Problem statement: Rewrite the entries below, swapping "street lamp post" for "lamppost" and leaving everything else unchanged. Don't include the pictures.

Records for this task:
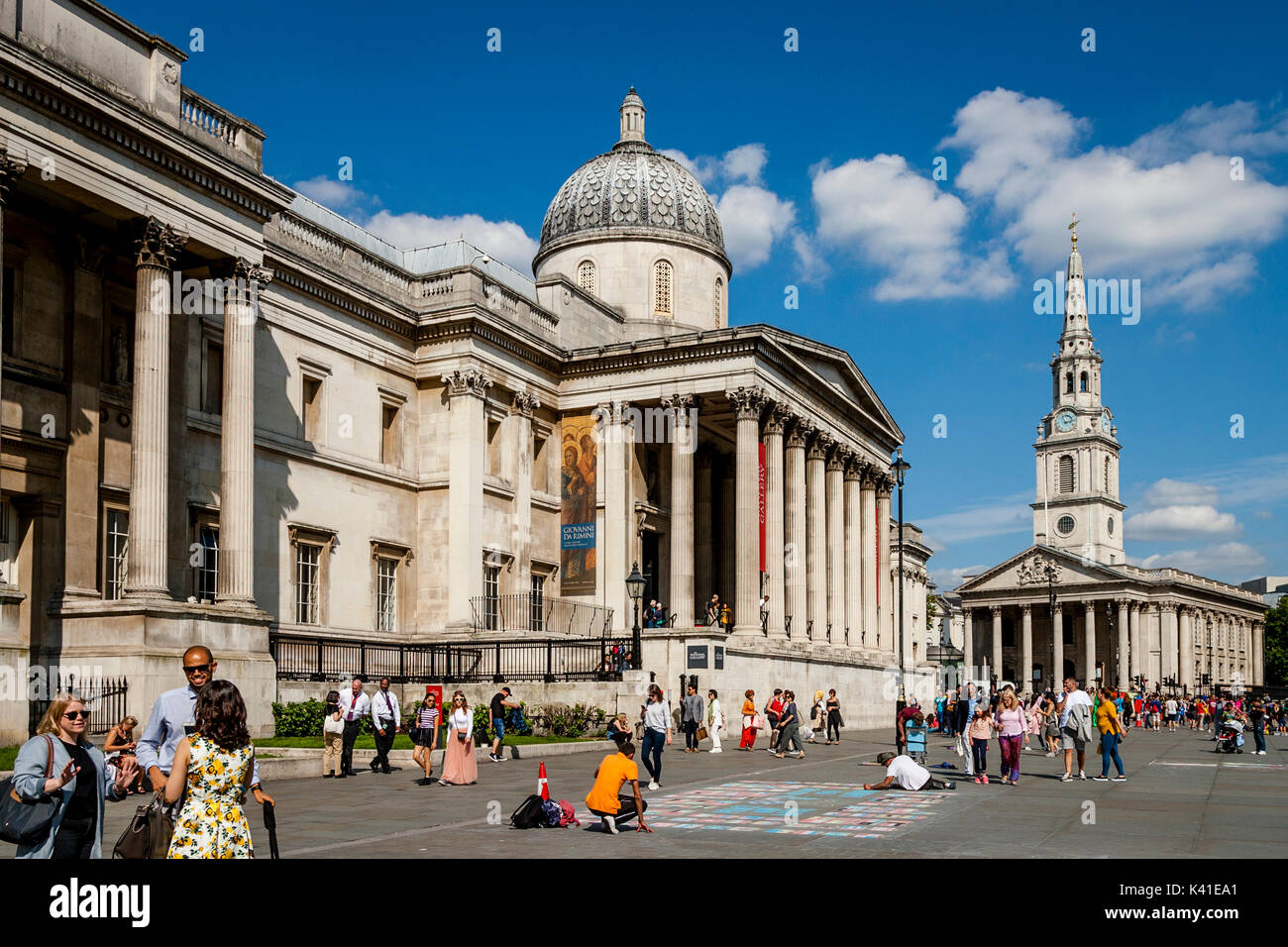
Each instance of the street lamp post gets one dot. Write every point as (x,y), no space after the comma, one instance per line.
(635,589)
(900,468)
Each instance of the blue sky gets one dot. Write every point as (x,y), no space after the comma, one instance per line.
(822,162)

The response:
Each instance of the lamppost gets one dot. Write every point as (x,y), no space after the comma, one instance per line.
(635,589)
(900,468)
Each instance of the blue sky gets one dot. Write every point as (x,y), no space after the comma, one instance per line.
(822,162)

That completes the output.